Given text:
- Opening Delimiter -
4. Consequence of fetal membrane aging
Fetal membranes attain an irreversible senescent phenotype due to increased OS prior to the initiation of labor at term. OS-p38MAPK-mediated senescence also diminishes the proliferative and transitional capacities of fetal membrane cells, thereby losing their functional and mechanical properties [13,55,63,93,95]. This deterioration in fetal membrane function at term is a natural and physiological indicator of fetal membrane longevity. As mentioned previously, the dysfunctional status of fetal membranes coincides with fetal organ maturation, thereby indicating fetal readiness for delivery. Senescence of the fetal membrane increases SASP, a unique inflammatory signature [61]. Therefore, senescence of fetal membranes can be detrimental to the existence of pregnancy as the inflammatory signals (SASP) from senescent fetal membranes are uterotonins and could potentially trigger parturition [61]. Besides SASP, senescence-associated cellular injury increases damage-associated molecular patterns (DAMPs; which consist of high mobility group box 1 [HMGB1], uric acid, S100 proteins [a family of 25 members], interleukin [IL]-33, heat-shock protein 70, and telomere fragments) in cell-free fetal DNA (cffDNA) from term membranes. DAMPs from senescent fetal membranes act as signals arising from the maturing fetus and generate inflammation in other intrauterine compartments, readying them for labor. We have also reported how DAMPs may exaggerate an ongoing inflammatory onslaught on fetal membrane and other tissues. A description of their functional contributions in terms of increasing overall inflammation is provided below.
- Closing Delimiter -
Collected data:
- Opening Delimiter -
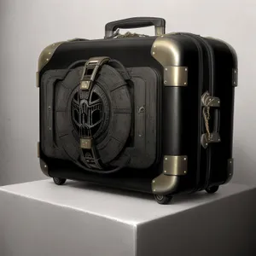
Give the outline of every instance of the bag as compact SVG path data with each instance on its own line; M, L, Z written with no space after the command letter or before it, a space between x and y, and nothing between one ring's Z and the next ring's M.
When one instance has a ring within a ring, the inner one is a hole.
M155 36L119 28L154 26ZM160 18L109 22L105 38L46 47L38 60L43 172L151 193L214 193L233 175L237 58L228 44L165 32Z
- Closing Delimiter -
Problem requirements: Please continue the passage on fetal membrane aging from where it stops. The material above has no connection to the passage on fetal membrane aging.

Exercise answer:
HMGB1 exists predominantly as a nuclear 25 kDa, non-histone chromatin-associated protein that binds double-stranded DNA and stabilizes nucleosomes during DNA repair and recombination [96,97]. However, the acetylation of lysine residues translocates HMGB1 to the cytoplasm, where it functions as a pro-inflammatory cytokine [98,99]. HMGB1 is known to be expressed in the human endometrium [100], placenta [101,102], decidua [101,103], cervix [104], fetal membrane cells [105,106], and immune cells, and has been reported in chorioamnionitis cases [105,107,108]. Higher HMGB1 concentrations in the amniotic fluid of laboring (term and preterm) vs. non-laboring women suggest that it has a role in parturition [9]. An increase in HMGB1 indicates cellular damage, suggesting that it can be a critical mediator in both infectious and sterile inflammatory processes, as seen in both preterm and term labors. Buhimschi's lab showed the impact of HMGB1 in animal inflammation models and documented that RAGE-dependent HMGB1 induced the activation of fetal inflammation [109]. In our own studies using fetal membrane cells, we were able to demonstrate that HMGB1 secretion was higher in OS-induced fetal membrane cells [110]. HMGB1 utilizes a positive feedback loop to enhance fetal cell senescence, tissue injury, and inflammatory cytokine production, which are capable of functioning as pro-parturition molecules. The enhancement of senescence by HMGB1 in these cells is mediated via Toll-like receptors (TLRs) and by increasing p38MAPK activation [110]. Interestingly, antioxidant, N-acetyl cysteine, and p38MAPK inhibitor, SB203580, treatments reduced the pro-senescent and pro-inflammatory effect of HMGB1 on fetal membrane cells [110]. This mechanism is similar to the OS effect seen on fetal membranes, suggesting that HMGB1 released from an OS-damaged cell can enhance senescence and inflammation in a feed-forward loop [92].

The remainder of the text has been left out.